**Problem**
Starting at the beginning of the entries and stopping after the line that has "[321,632,464,794]", rewrite them with "partial views" changed to "partially visible ones" and nothing else altered. Leave the pictures out of your answer.

**Task data**
--*--

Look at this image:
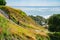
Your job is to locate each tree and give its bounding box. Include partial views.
[48,14,60,32]
[0,0,6,5]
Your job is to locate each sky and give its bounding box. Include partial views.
[6,0,60,6]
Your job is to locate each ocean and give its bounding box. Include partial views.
[12,6,60,18]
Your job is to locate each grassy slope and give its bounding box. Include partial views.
[0,6,47,40]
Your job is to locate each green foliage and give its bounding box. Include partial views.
[0,0,6,5]
[48,14,60,32]
[49,32,60,40]
[29,15,45,25]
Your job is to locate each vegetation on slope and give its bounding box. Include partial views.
[0,6,49,40]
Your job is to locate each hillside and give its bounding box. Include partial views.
[0,6,49,40]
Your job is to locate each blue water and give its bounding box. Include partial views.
[13,6,60,17]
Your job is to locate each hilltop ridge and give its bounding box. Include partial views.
[0,6,49,40]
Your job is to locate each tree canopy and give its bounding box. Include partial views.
[0,0,6,5]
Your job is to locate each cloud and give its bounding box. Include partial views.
[7,0,60,6]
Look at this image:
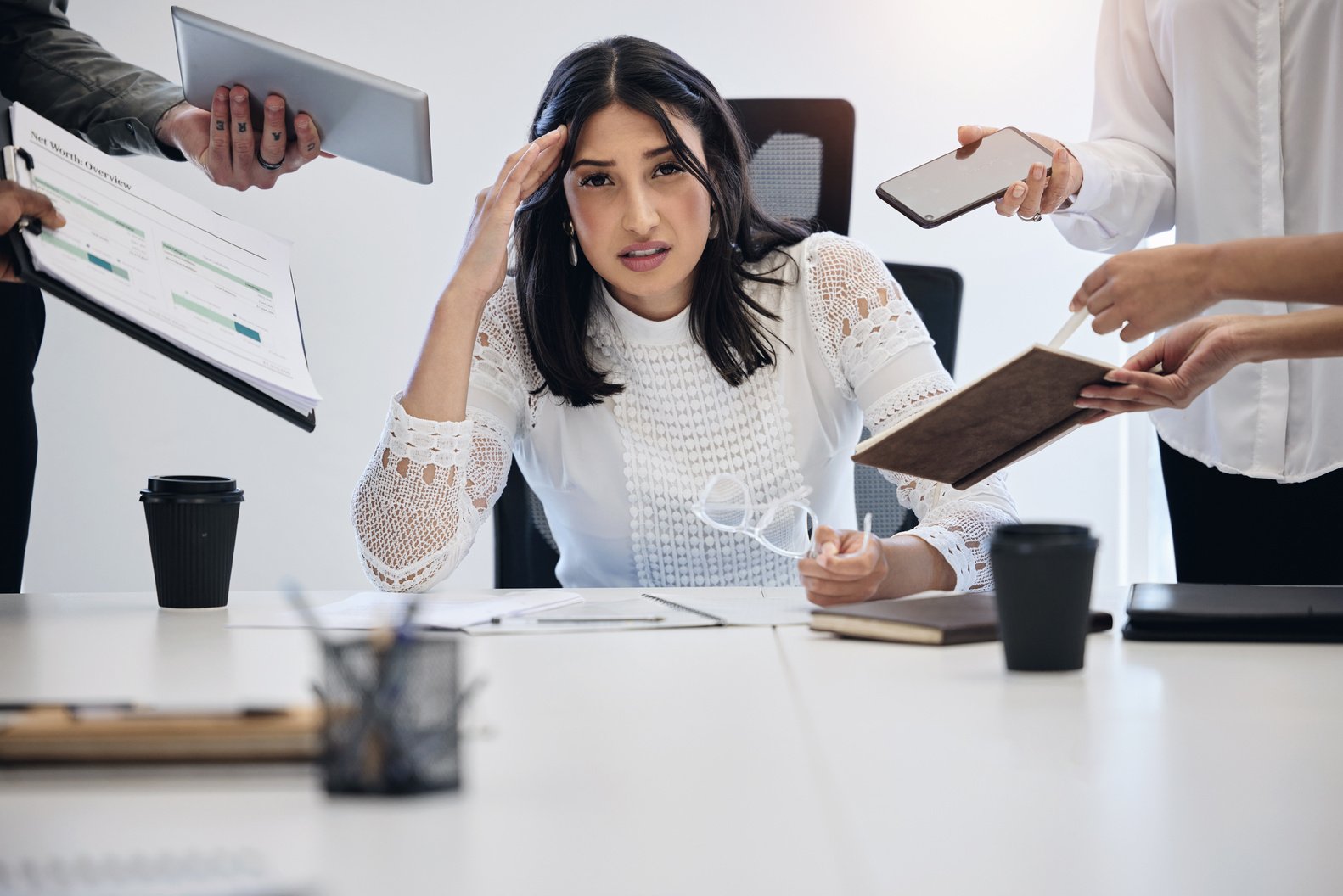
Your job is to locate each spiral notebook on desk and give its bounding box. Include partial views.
[0,104,321,430]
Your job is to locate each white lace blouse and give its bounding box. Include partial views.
[351,233,1015,591]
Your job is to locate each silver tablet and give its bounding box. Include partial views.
[171,7,434,184]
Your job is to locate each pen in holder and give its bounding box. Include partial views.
[321,632,464,794]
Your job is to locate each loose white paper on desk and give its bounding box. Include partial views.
[11,104,321,413]
[228,589,583,630]
[478,587,815,635]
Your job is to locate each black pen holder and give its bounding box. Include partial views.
[321,636,464,794]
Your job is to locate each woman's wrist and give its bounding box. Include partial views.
[879,533,956,598]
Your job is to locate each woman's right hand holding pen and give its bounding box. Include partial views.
[447,125,568,305]
[956,125,1082,220]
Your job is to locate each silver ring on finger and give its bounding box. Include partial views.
[256,146,284,171]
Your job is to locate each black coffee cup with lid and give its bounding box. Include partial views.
[140,476,243,610]
[988,524,1097,672]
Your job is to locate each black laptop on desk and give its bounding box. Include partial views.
[1124,582,1343,642]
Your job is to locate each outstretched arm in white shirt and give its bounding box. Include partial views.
[1070,233,1343,340]
[1077,307,1343,423]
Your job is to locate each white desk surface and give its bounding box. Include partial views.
[0,593,1343,896]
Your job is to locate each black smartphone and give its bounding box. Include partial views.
[877,127,1053,227]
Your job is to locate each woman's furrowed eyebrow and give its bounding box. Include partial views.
[570,143,672,171]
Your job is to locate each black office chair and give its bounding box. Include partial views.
[853,261,964,535]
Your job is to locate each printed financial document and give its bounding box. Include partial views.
[11,104,321,413]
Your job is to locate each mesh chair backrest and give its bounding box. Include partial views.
[728,99,854,233]
[853,261,964,535]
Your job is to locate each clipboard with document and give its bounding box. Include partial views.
[0,104,321,432]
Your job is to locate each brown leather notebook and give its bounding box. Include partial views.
[812,591,1115,645]
[853,344,1115,488]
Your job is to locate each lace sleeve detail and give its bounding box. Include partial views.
[866,370,1017,591]
[351,395,512,591]
[351,280,536,591]
[805,233,932,401]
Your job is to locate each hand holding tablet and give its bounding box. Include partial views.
[171,7,434,189]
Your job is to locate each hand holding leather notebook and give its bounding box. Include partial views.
[812,591,1115,645]
[853,309,1115,488]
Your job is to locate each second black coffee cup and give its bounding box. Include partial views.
[988,524,1097,672]
[140,476,243,609]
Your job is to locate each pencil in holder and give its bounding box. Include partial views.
[321,636,464,794]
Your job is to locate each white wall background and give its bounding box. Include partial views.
[18,0,1151,601]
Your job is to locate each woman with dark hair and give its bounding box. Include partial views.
[353,37,1014,603]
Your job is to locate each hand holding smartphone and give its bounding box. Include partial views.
[877,127,1053,228]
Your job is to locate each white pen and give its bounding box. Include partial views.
[1049,305,1091,349]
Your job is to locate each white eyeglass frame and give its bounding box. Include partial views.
[690,473,821,559]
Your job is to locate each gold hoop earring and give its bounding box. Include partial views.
[564,221,579,267]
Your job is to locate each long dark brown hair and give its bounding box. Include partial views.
[514,36,808,408]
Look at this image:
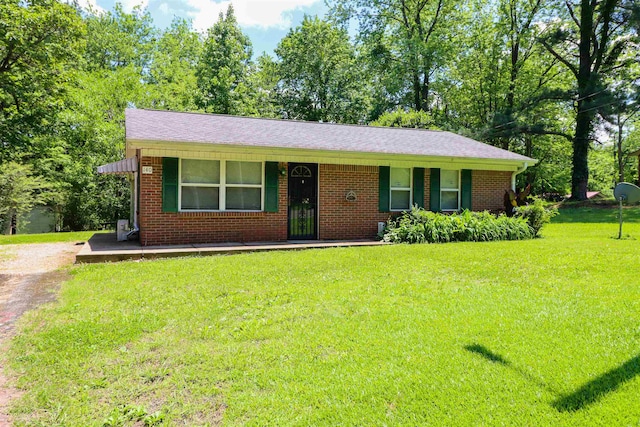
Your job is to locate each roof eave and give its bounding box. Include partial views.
[126,139,538,167]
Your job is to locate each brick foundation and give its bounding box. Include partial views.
[139,157,511,246]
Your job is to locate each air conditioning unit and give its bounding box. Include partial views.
[116,219,129,242]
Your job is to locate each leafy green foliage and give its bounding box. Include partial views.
[196,5,252,114]
[514,197,558,237]
[0,162,49,231]
[382,206,534,243]
[0,0,83,163]
[369,109,438,130]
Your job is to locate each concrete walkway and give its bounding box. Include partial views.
[76,233,386,263]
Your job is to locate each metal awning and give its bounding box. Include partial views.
[98,156,138,174]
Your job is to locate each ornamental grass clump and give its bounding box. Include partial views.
[382,206,535,243]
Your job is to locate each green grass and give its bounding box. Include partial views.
[8,212,640,426]
[0,231,102,245]
[553,206,640,223]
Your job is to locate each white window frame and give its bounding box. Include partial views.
[440,169,462,212]
[389,166,413,212]
[178,158,265,212]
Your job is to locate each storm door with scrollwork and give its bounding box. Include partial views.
[288,163,318,240]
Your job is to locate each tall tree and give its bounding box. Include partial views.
[149,18,202,111]
[196,5,252,114]
[0,0,83,163]
[541,0,640,200]
[276,16,367,123]
[330,0,454,111]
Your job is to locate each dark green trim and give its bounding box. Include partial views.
[162,157,179,212]
[429,168,440,212]
[413,168,424,208]
[378,166,391,212]
[264,162,280,212]
[460,169,472,210]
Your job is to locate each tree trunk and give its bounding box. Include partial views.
[571,0,595,200]
[413,70,422,111]
[571,106,593,200]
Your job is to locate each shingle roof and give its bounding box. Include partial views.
[126,109,535,162]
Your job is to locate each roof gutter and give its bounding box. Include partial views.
[511,162,529,191]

--*--

**Response to the task**
Look at this image:
Your job is to locate each tree and give its bounding box. Include partially visible ones.
[48,14,60,32]
[0,0,6,5]
Your job is to locate each sky and give its bounding box. Include partially visible ones.
[6,0,60,6]
Your job is to locate each ocean and give its bounding box. Include partially visible ones.
[12,6,60,18]
Your job is to locate each grassy slope and give its bounding box. Include partially visible ones.
[0,6,47,40]
Your job is to locate each green foliage and give its bounding box. Include partially visible ones.
[0,0,6,5]
[48,14,60,32]
[49,32,60,40]
[29,15,45,25]
Your job is to locate each vegetation on slope and give its bounding box. Include partially visible ones.
[0,6,49,40]
Your job is to locate each hillside and give its bounding box. Include partially visible ones.
[0,6,49,40]
Your job is to locate each blue water and give its bounding box. Include partially visible ones.
[13,6,60,17]
Your job is to locate each hilltop ridge and give its bounding box. Include partially visible ones.
[0,6,49,40]
Your job is to locate each tree canopy and give its bounding box. Include partially visible ones.
[0,0,6,5]
Your job is to locate each cloud and give its bounding box. Include partially visible ones.
[7,0,60,6]
Look at this image:
Your job is to locate each spiral notebook on desk and give its bounding box. Include partially visible ones.
[0,104,321,430]
Your job is to locate each white lace blouse and give its bounding box. Include partially visible ones.
[351,233,1015,591]
Your job is to locate each silver tablet and give its bounding box. Include partially visible ones.
[171,7,434,184]
Your job is to locate each pen in holder and give its bounding box. Include partially visible ones.
[321,632,464,794]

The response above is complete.